▸ **REQUIRED TASK A**: Copy these lines of the listing verbatim, starting with its first line and going on through the line that contains "Return the mask of every instance of the bicycle".

===== PAGE EXTRACT =====

But now, I embrace them all. It can range from expanding social circles (potential hot friends) to those that have the potential for sex. 

What turns me off in a woman? 
A woman that doesn't have confidence in her own abilities. 
A woman who drowns in their own self-pity.


----------



## Blazy (Oct 30, 2010)

My biggest turn-off in women: feminists. I fully respect their personal belief and what they stand for. But it is just not my choice of flavor. I am a guy who prefers to open doors for women, hold her close when I can tell she feels cold or scared, express my masculinity and she her femininity. If the woman I'm dating is being a total bitch about any of that, then I dump her on the spot for her and my sake.


----------



## BlackDog (Jan 6, 2012)

Wh1zkey said:


> My biggest turn-off in women: feminists. I fully respect their personal belief and what they stand for. But it is just not my choice of flavor. I am a guy who prefers to open doors for women, hold her close when I can tell she feels cold or scared, express my masculinity and she her femininity. If the woman I'm dating is being a total bitch about any of that, then I dump her on the spot for her and my sake.

=====

▸ **REQUIRED TASK B**: Repeat the part of the forum thread starting with "## Blazy (Oct" and going on through "(Jan 6, 2012)", word for word.

===== GIVEN INFORMATION =====

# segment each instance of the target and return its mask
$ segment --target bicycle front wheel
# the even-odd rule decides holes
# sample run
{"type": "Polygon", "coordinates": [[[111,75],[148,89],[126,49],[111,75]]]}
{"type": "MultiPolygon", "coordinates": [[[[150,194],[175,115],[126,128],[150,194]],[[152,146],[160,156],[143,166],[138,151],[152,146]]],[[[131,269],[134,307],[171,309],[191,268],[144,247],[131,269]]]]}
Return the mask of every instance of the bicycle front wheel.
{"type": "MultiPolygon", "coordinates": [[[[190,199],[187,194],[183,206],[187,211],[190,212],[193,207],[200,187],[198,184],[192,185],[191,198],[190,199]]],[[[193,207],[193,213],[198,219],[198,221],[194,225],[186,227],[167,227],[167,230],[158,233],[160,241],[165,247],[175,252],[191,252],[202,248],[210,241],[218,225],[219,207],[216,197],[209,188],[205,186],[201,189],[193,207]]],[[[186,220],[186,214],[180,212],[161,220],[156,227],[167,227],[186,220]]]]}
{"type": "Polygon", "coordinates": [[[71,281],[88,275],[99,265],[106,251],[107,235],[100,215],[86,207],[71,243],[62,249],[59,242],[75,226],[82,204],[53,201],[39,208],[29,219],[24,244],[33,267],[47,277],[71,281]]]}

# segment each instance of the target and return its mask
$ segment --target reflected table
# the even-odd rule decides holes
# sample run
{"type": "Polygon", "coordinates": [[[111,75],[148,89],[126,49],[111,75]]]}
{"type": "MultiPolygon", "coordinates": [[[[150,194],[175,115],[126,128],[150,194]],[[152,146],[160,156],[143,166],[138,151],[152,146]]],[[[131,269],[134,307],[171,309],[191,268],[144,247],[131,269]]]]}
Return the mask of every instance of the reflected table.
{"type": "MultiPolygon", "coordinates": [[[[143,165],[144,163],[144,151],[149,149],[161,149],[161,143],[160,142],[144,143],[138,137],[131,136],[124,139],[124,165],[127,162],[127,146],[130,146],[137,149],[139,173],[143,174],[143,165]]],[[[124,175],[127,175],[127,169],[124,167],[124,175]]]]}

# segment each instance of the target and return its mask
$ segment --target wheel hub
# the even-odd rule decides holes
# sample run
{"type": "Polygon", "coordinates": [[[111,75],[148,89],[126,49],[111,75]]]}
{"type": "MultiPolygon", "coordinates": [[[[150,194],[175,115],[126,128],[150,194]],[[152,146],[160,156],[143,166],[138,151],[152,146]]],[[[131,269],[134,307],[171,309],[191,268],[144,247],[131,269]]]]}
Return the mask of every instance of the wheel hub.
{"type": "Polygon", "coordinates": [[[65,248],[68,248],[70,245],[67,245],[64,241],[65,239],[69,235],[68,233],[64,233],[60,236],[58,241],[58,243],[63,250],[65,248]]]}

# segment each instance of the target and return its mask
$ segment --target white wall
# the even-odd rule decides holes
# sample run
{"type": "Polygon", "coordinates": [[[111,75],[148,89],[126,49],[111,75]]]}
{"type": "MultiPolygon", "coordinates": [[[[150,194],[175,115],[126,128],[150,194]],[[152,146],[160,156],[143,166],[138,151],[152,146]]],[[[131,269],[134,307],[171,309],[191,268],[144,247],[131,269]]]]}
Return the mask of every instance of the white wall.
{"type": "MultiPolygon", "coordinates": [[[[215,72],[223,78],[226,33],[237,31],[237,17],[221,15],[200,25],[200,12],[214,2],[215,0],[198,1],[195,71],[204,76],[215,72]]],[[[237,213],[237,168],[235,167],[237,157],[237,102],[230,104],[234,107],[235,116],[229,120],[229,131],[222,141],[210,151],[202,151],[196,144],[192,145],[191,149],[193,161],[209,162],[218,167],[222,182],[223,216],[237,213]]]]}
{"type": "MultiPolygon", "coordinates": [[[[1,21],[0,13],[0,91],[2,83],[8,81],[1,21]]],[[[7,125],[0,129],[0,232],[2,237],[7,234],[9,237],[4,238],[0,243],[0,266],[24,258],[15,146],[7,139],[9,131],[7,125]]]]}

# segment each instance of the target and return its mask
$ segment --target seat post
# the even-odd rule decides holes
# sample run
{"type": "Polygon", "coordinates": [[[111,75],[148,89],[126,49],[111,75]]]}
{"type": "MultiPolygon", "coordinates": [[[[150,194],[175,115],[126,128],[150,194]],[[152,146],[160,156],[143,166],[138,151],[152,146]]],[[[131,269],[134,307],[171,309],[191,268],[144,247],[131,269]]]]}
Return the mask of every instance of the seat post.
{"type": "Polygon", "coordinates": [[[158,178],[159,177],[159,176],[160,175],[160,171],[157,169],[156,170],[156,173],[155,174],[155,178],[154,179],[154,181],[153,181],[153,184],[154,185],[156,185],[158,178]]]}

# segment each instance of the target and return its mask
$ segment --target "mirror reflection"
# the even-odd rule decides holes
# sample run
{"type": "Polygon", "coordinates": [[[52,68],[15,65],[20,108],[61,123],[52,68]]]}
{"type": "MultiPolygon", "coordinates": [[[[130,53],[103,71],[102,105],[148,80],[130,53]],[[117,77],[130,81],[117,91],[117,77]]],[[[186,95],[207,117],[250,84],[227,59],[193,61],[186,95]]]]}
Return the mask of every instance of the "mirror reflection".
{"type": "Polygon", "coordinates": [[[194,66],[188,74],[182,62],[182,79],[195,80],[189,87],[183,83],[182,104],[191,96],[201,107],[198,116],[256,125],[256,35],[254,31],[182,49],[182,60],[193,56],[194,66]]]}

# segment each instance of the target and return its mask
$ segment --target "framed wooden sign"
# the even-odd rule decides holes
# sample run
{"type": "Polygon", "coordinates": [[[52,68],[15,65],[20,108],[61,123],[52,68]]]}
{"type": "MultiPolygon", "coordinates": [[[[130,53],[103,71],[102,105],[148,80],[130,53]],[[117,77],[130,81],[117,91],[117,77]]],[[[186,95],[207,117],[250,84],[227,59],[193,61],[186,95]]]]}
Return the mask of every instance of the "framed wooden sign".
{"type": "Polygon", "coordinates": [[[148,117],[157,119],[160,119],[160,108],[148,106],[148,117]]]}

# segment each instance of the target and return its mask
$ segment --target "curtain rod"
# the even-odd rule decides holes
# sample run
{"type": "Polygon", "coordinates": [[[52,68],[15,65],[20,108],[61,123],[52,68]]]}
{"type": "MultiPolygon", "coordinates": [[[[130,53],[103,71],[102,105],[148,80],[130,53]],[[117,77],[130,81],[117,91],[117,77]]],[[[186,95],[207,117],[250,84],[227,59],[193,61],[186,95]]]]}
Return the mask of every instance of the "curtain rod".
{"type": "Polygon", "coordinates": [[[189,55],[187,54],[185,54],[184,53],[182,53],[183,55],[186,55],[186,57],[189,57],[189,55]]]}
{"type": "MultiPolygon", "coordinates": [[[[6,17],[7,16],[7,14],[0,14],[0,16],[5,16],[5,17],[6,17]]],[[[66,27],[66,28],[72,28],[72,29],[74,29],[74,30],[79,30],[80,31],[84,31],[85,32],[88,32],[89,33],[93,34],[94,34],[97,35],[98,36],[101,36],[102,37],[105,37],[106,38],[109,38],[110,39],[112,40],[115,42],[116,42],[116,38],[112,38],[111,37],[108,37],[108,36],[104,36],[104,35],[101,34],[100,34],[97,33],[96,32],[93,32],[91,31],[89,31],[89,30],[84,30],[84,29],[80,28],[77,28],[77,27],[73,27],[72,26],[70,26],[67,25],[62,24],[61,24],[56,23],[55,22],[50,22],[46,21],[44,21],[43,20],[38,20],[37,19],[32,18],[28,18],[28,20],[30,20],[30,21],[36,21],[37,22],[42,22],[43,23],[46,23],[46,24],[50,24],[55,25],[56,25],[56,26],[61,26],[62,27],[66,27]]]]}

=====

▸ **FINAL RESULT A**:
# segment each instance of the target and return its mask
$ segment --target bicycle front wheel
# the even-odd rule decides holes
# sample run
{"type": "Polygon", "coordinates": [[[111,75],[148,89],[126,49],[111,75]]]}
{"type": "MultiPolygon", "coordinates": [[[[150,194],[175,115],[126,128],[150,194]],[[152,146],[160,156],[143,166],[138,151],[152,146]]],[[[131,269],[134,307],[171,309],[191,268],[144,247],[131,269]]]]}
Return the mask of every instance of the bicycle front wheel.

▸ **FINAL RESULT B**:
## Blazy (Oct 30, 2010)

My biggest turn-off in women: feminists. I fully respect their personal belief and what they stand for. But it is just not my choice of flavor. I am a guy who prefers to open doors for women, hold her close when I can tell she feels cold or scared, express my masculinity and she her femininity. If the woman I'm dating is being a total bitch about any of that, then I dump her on the spot for her and my sake.


----------



## BlackDog (Jan 6, 2012)